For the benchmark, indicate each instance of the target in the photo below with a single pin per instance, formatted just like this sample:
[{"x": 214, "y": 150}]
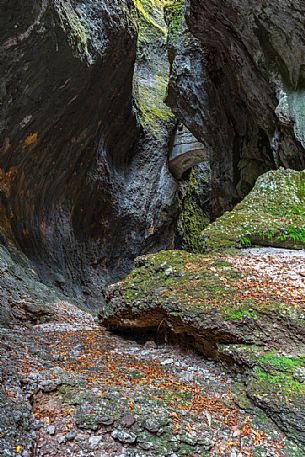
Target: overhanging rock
[{"x": 187, "y": 151}]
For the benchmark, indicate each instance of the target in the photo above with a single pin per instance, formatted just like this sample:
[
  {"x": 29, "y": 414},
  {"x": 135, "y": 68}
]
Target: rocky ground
[{"x": 70, "y": 388}]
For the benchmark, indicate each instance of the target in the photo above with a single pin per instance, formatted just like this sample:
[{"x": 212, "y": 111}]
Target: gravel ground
[{"x": 70, "y": 388}]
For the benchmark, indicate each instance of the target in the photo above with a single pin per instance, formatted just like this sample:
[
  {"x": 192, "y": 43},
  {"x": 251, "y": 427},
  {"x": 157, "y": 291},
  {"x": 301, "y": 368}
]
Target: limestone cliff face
[
  {"x": 238, "y": 84},
  {"x": 82, "y": 189}
]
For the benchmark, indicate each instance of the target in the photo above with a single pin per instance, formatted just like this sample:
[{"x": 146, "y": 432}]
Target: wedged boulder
[
  {"x": 216, "y": 304},
  {"x": 271, "y": 215},
  {"x": 237, "y": 83}
]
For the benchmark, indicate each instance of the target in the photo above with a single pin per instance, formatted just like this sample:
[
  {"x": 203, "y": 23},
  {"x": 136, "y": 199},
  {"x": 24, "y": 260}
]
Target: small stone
[
  {"x": 95, "y": 440},
  {"x": 61, "y": 439},
  {"x": 167, "y": 361},
  {"x": 105, "y": 420},
  {"x": 150, "y": 345},
  {"x": 51, "y": 430},
  {"x": 128, "y": 420},
  {"x": 71, "y": 435},
  {"x": 169, "y": 271},
  {"x": 190, "y": 439},
  {"x": 124, "y": 437},
  {"x": 152, "y": 425}
]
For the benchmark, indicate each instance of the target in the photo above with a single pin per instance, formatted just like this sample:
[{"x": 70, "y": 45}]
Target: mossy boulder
[
  {"x": 275, "y": 381},
  {"x": 204, "y": 302},
  {"x": 272, "y": 214}
]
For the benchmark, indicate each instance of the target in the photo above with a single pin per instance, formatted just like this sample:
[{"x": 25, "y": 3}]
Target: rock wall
[
  {"x": 82, "y": 189},
  {"x": 237, "y": 83}
]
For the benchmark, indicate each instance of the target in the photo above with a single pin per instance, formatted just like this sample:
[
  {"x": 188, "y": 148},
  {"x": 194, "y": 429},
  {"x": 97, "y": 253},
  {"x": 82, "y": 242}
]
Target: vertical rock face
[
  {"x": 237, "y": 83},
  {"x": 71, "y": 149},
  {"x": 186, "y": 152},
  {"x": 85, "y": 133}
]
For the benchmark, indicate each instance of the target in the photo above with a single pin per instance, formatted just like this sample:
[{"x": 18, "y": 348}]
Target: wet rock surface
[{"x": 78, "y": 390}]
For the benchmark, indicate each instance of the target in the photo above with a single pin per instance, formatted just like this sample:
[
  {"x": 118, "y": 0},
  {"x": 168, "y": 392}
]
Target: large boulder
[
  {"x": 237, "y": 83},
  {"x": 78, "y": 176}
]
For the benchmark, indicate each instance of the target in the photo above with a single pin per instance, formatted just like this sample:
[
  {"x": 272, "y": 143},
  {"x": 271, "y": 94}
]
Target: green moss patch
[{"x": 273, "y": 214}]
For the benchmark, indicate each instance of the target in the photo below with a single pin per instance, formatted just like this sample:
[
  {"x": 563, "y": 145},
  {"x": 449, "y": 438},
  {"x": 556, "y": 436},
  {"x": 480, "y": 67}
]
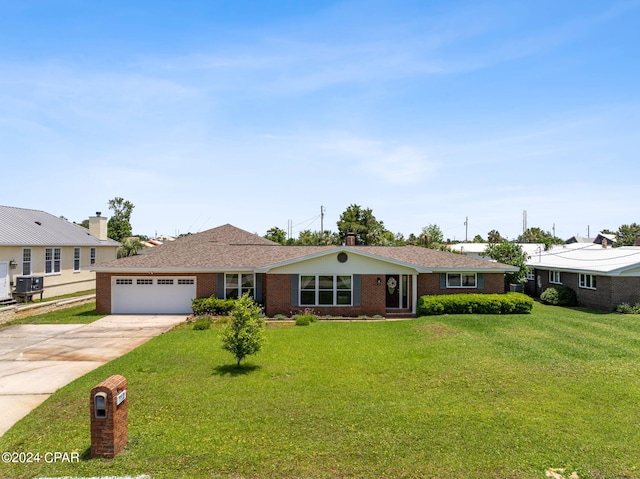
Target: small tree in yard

------

▶ EXERCISE INSTRUCTIONS
Write out the data precisely as given, excluding the pictures.

▶ THE RESULT
For the benchmark, indicate each instance of the target in the photo below with a single pin per instance, formatted just like this sample:
[{"x": 214, "y": 150}]
Target: overhanging rock
[{"x": 187, "y": 151}]
For the benchmark, indicate each instance of the target in the photo above with a single pin per instance, formatted just like this sample:
[
  {"x": 29, "y": 414},
  {"x": 135, "y": 68}
]
Target: rocky ground
[{"x": 70, "y": 388}]
For the benchmark, indicate each instance of the target in the photo above with a single pin per instance, formatted just like this sample:
[{"x": 212, "y": 111}]
Target: gravel ground
[{"x": 70, "y": 388}]
For the benchmark, indicate each instance of the target in the photo above with a single pin per instance, formatted just like this sample:
[
  {"x": 192, "y": 43},
  {"x": 251, "y": 427},
  {"x": 157, "y": 291},
  {"x": 301, "y": 368}
]
Target: limestone cliff face
[
  {"x": 238, "y": 84},
  {"x": 82, "y": 189}
]
For the benchmark, indicate each instance of the target in the photo above with a single pin per instance, formatted just like this sample:
[{"x": 146, "y": 432}]
Target: wedged boulder
[
  {"x": 216, "y": 304},
  {"x": 271, "y": 215},
  {"x": 237, "y": 83}
]
For the benchmark, indicate each instance of the target in the photo above with a single pin per instance, formatted just like this sample:
[
  {"x": 203, "y": 23},
  {"x": 136, "y": 199},
  {"x": 24, "y": 260}
]
Target: small stone
[
  {"x": 95, "y": 440},
  {"x": 61, "y": 439},
  {"x": 167, "y": 361},
  {"x": 105, "y": 420},
  {"x": 150, "y": 345},
  {"x": 51, "y": 430},
  {"x": 128, "y": 420},
  {"x": 71, "y": 435},
  {"x": 169, "y": 271},
  {"x": 190, "y": 439},
  {"x": 124, "y": 437},
  {"x": 152, "y": 425}
]
For the benchmark, indicate each instance of the target in the photo above with a single pin per instance, formatted just like this sample:
[{"x": 70, "y": 45}]
Target: mossy boulder
[
  {"x": 275, "y": 381},
  {"x": 204, "y": 302},
  {"x": 272, "y": 214}
]
For the benchmark, indicate each instance of the target in the photo above with a single pin per instance, formatted just like this sample:
[{"x": 25, "y": 3}]
Target: rock wall
[
  {"x": 82, "y": 189},
  {"x": 237, "y": 83}
]
For the benchmark, indicate each instance of the target in the photo above with a single pin per instance, formatted just like this sample:
[
  {"x": 188, "y": 148},
  {"x": 194, "y": 429},
  {"x": 97, "y": 253},
  {"x": 82, "y": 242}
]
Target: vertical rock face
[
  {"x": 237, "y": 83},
  {"x": 71, "y": 149},
  {"x": 186, "y": 152},
  {"x": 85, "y": 133}
]
For the benchmark, indicate each instance of the target in the photo above with a single pin per instance, formatted just like this sample:
[{"x": 18, "y": 348}]
Target: wet rock surface
[{"x": 78, "y": 390}]
For the benchmark, indicate each instance of the target in the photo above with a single pin per instance, formatted just like this sample:
[
  {"x": 118, "y": 0},
  {"x": 168, "y": 392}
]
Target: large boulder
[
  {"x": 237, "y": 83},
  {"x": 78, "y": 176}
]
For the benchmark, indicate each instance of the target in the photo above with a single pin per instance, formatted just like this sample:
[
  {"x": 272, "y": 143},
  {"x": 271, "y": 94}
]
Target: green moss patch
[{"x": 273, "y": 214}]
For the benchmark, indicate each instance of the target in the photo below with a single pin per instance, formatted just like this sample:
[
  {"x": 563, "y": 145},
  {"x": 449, "y": 438},
  {"x": 556, "y": 436},
  {"x": 480, "y": 67}
]
Target: small tree in yard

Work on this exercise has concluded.